This one has taken quite a bit of thought, and I must admit I don’t think I have the full idea yet. There’s simply no way to spoil this one, and to be honest any account of the events is going to be a reinterpretation. I had a lot of problems following the story. The pacing requires concentration to the fullest, and I must admit I was lacking in that department. I can’t really say if the movie is at fault, but I must admit it’s hard to be invested in this level of abstraction.

SHe, directed by Zhou Shengwei, is an achievement of animation. That much I can say of a feature-length stop motion film that took half a decade to be made out 58,000 photographs. However, the part when I can only go so deep is in the symbolism. The levels of complexity are hard to follow, so describing the movie is already going to be an interpretative exercise that I will not be able to complete.
The world is industrial. The population must produce, but we have classes and they have a gender role that is strictly enforced. The creatures at the bottom are traditionally coded female, represented by red female shoes. They must work hard. Their essence is more one of nature, represented by vines and leaves. They are never rewarded and kept under wraps, literally. When they produce young, also coded female, the young are modified to be coded male.
The creatures at the top, or close to the top, are traditionally coded male, represented by black business male shoes. The male shoes work is rather light, and their rewards, represented by socks are huge. They get to consume a lot and can give into their vices of smoking and drinking. Their vices produce grime and soot that pleases and adorn the eye that watches over them with elaborate golden framing. The eye itself, is patriarchal, only spending its time for booze and cigarettes with the male coded creatures.

····················

Set task A:
Return the passage of the film review from "SHe, directed by" up to and including "able to complete.".

····················

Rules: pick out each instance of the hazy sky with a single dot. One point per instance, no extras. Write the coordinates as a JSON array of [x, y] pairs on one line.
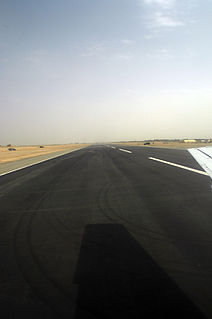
[[103, 70]]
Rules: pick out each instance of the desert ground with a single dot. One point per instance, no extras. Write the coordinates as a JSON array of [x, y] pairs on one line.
[[22, 152], [168, 144]]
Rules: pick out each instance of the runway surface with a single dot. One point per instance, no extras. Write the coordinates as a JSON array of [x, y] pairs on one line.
[[105, 233]]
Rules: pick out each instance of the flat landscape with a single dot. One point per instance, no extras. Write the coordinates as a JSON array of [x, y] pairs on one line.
[[23, 152], [168, 144], [107, 232]]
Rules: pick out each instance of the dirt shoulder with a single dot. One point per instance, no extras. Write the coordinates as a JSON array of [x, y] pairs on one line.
[[171, 144], [23, 152]]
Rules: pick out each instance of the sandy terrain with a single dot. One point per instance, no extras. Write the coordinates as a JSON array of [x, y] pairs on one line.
[[31, 151], [170, 144]]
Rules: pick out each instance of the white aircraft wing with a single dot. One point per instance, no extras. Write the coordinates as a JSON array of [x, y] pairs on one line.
[[203, 155]]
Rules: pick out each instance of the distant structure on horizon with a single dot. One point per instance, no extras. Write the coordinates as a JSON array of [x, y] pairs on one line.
[[190, 141]]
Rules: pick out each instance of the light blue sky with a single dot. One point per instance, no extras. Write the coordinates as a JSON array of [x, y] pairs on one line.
[[104, 70]]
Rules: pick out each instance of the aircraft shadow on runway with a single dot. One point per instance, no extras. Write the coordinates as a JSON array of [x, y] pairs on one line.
[[118, 279]]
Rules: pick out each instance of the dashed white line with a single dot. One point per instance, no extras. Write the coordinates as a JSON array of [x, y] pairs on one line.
[[180, 166], [123, 150], [32, 164]]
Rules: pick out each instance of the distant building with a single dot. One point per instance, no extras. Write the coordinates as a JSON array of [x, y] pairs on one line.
[[190, 141]]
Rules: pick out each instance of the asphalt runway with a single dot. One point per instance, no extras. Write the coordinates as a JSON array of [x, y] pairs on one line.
[[105, 233]]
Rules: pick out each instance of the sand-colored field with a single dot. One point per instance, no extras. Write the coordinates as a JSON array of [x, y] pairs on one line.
[[169, 144], [31, 151]]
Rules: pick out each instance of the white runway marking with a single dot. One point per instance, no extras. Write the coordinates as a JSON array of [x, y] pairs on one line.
[[47, 159], [121, 149], [180, 166]]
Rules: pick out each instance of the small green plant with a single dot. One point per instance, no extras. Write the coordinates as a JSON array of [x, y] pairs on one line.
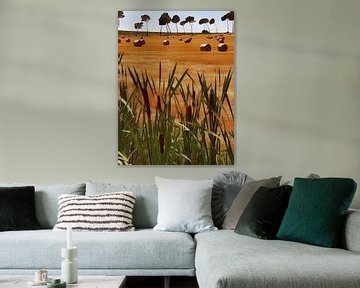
[[175, 120]]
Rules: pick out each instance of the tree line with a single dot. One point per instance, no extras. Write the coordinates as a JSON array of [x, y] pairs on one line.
[[165, 19]]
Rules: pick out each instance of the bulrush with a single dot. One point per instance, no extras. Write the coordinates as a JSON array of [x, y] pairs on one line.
[[146, 101], [189, 116], [161, 143]]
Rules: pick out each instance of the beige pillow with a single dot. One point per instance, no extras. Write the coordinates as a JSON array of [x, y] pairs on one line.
[[243, 198]]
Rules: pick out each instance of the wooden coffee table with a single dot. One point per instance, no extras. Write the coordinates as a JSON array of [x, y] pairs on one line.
[[83, 282]]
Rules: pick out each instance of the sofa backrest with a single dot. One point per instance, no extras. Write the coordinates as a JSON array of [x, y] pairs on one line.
[[146, 203]]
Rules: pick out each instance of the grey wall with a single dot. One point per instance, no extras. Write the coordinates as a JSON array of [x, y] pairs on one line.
[[297, 89]]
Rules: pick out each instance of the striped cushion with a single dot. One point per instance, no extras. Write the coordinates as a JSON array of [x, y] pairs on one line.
[[105, 212]]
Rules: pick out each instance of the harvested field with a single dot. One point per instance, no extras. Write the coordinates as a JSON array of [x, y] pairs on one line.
[[187, 100]]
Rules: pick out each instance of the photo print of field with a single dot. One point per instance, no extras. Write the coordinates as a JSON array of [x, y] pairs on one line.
[[176, 87]]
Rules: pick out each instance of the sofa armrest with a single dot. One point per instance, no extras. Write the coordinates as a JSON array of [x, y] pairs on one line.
[[351, 234]]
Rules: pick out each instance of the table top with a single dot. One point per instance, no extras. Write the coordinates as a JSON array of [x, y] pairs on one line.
[[17, 281]]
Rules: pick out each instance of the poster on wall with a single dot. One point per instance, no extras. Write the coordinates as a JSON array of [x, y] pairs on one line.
[[176, 87]]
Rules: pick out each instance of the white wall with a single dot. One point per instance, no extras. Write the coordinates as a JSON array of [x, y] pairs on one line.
[[297, 89]]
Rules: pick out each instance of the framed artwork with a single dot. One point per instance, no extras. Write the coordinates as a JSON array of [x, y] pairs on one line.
[[176, 87]]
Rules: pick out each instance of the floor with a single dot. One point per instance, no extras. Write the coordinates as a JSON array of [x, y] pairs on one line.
[[158, 282]]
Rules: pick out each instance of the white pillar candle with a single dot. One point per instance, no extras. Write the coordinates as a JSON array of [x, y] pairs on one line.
[[69, 237]]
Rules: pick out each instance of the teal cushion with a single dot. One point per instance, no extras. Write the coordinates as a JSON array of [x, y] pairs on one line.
[[316, 211]]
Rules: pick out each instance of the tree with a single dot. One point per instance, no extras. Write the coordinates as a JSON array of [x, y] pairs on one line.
[[204, 21], [145, 18], [182, 23], [212, 22], [191, 21], [138, 25], [228, 17], [120, 16], [175, 20], [165, 19]]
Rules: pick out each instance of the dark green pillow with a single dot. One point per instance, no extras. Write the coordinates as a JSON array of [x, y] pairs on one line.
[[17, 208], [316, 211], [263, 214]]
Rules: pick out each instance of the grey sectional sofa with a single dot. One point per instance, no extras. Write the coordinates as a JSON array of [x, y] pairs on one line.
[[219, 259]]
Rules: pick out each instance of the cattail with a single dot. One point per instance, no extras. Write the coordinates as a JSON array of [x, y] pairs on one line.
[[189, 116], [158, 104], [146, 101], [161, 143]]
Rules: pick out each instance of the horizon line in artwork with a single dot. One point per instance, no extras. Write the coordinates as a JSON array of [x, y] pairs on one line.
[[177, 21]]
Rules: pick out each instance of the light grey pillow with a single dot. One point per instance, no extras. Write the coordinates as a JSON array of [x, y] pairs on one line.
[[146, 206], [46, 200], [184, 205], [243, 198], [226, 187]]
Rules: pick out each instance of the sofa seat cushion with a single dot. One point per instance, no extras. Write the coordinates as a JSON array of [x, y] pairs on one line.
[[225, 259], [137, 250]]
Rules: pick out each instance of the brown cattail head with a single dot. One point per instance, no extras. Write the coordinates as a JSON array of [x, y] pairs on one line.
[[146, 101], [158, 104], [189, 116], [161, 143]]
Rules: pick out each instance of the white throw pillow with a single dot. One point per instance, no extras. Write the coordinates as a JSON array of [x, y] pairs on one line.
[[184, 205], [105, 212]]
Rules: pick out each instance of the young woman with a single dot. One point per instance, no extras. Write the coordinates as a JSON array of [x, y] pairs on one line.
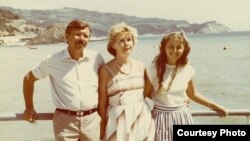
[[125, 115], [171, 77]]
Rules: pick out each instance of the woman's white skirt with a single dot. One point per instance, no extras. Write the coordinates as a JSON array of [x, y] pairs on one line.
[[166, 117]]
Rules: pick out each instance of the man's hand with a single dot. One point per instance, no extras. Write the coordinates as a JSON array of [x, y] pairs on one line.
[[30, 115]]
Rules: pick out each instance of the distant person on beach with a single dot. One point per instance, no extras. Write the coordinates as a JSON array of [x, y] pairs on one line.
[[73, 74], [125, 115], [171, 85]]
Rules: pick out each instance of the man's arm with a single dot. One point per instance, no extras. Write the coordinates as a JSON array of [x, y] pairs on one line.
[[29, 113]]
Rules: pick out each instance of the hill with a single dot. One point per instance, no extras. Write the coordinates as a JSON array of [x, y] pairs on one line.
[[49, 25]]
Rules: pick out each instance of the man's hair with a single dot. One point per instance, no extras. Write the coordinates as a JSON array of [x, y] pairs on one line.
[[77, 24]]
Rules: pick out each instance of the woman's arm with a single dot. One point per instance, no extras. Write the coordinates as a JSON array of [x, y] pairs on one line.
[[197, 97], [148, 88], [102, 99]]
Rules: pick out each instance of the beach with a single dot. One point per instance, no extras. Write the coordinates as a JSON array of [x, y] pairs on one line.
[[221, 75]]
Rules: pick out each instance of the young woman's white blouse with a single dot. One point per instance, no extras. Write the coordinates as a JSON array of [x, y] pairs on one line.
[[176, 95]]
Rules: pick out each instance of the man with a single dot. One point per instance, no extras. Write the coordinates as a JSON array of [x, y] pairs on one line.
[[73, 74]]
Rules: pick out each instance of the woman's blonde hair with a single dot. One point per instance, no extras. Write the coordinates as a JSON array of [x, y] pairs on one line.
[[116, 31]]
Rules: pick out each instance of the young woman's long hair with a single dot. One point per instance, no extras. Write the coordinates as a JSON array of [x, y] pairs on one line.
[[161, 59]]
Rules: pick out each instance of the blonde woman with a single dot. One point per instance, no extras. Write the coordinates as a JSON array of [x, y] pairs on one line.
[[125, 115]]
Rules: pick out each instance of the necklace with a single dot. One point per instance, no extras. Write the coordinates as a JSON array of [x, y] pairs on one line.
[[125, 69]]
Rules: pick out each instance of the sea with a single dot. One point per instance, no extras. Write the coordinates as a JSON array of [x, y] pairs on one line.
[[222, 74]]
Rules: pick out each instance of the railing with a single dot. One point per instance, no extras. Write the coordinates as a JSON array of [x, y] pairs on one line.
[[195, 113]]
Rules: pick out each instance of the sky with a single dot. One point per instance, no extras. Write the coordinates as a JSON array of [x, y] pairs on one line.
[[234, 14]]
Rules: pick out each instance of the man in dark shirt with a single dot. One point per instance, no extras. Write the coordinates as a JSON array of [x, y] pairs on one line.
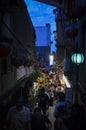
[[43, 101]]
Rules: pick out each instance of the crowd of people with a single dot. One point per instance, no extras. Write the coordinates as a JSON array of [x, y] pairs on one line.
[[20, 117]]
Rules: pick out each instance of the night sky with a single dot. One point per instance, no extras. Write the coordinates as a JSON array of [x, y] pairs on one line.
[[41, 14]]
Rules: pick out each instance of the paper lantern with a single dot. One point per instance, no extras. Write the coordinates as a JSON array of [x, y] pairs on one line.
[[5, 50], [71, 32], [77, 12], [69, 42], [18, 61]]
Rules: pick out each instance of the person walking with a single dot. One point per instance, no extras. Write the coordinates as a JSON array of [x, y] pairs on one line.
[[19, 116], [43, 100], [60, 113], [40, 121]]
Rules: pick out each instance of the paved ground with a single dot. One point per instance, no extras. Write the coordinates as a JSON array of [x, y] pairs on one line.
[[51, 117]]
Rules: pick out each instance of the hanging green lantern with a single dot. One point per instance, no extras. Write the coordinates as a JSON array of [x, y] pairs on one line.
[[77, 58]]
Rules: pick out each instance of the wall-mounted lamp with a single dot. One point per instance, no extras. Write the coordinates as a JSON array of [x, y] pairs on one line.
[[77, 58]]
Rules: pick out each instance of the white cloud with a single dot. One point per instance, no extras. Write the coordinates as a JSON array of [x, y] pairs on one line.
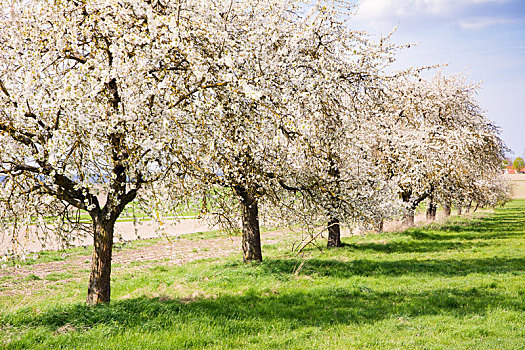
[[482, 22], [375, 10]]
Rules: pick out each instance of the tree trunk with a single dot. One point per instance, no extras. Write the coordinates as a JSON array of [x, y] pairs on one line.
[[467, 207], [408, 215], [334, 233], [381, 225], [251, 235], [99, 280], [446, 209], [432, 209], [408, 219]]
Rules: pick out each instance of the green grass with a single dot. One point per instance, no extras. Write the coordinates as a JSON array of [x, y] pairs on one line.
[[456, 286]]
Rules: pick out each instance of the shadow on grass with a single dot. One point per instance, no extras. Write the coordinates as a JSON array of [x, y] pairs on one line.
[[320, 307], [413, 246], [365, 267]]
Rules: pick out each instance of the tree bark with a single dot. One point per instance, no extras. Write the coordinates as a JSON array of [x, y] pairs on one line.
[[251, 235], [408, 215], [468, 206], [432, 209], [408, 219], [446, 209], [380, 225], [99, 290], [334, 233]]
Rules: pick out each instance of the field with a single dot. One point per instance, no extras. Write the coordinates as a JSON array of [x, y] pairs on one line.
[[518, 190], [457, 285]]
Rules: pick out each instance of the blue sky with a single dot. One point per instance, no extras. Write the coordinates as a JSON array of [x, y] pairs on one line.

····················

Set task B:
Add -76 to every coordinate in the answers, and write out all the rows from the line with "Rules: pick out each instance of the photo" up to and including the line with "[[351, 234]]" in full. Give only those lines.

Correct output A:
SHe, directed by Zhou Shengwei, is an achievement of animation. That much I can say of a feature-length stop motion film that took half a decade to be made out 58,000 photographs. However, the part when I can only go so deep is in the symbolism. The levels of complexity are hard to follow, so describing the movie is already going to be an interpretative exercise that I will not be able to complete.

Correct output B:
Rules: pick out each instance of the photo print of field with a single dot. One point per instance, no extras. Write the coordinates as a JSON array of [x, y] pairs on one line.
[[100, 11]]
Rules: pick out each instance of the sofa armrest with a single dot. One point per instance, no extras. Write the coordinates as a JSON array of [x, y] pairs on one line.
[[275, 158]]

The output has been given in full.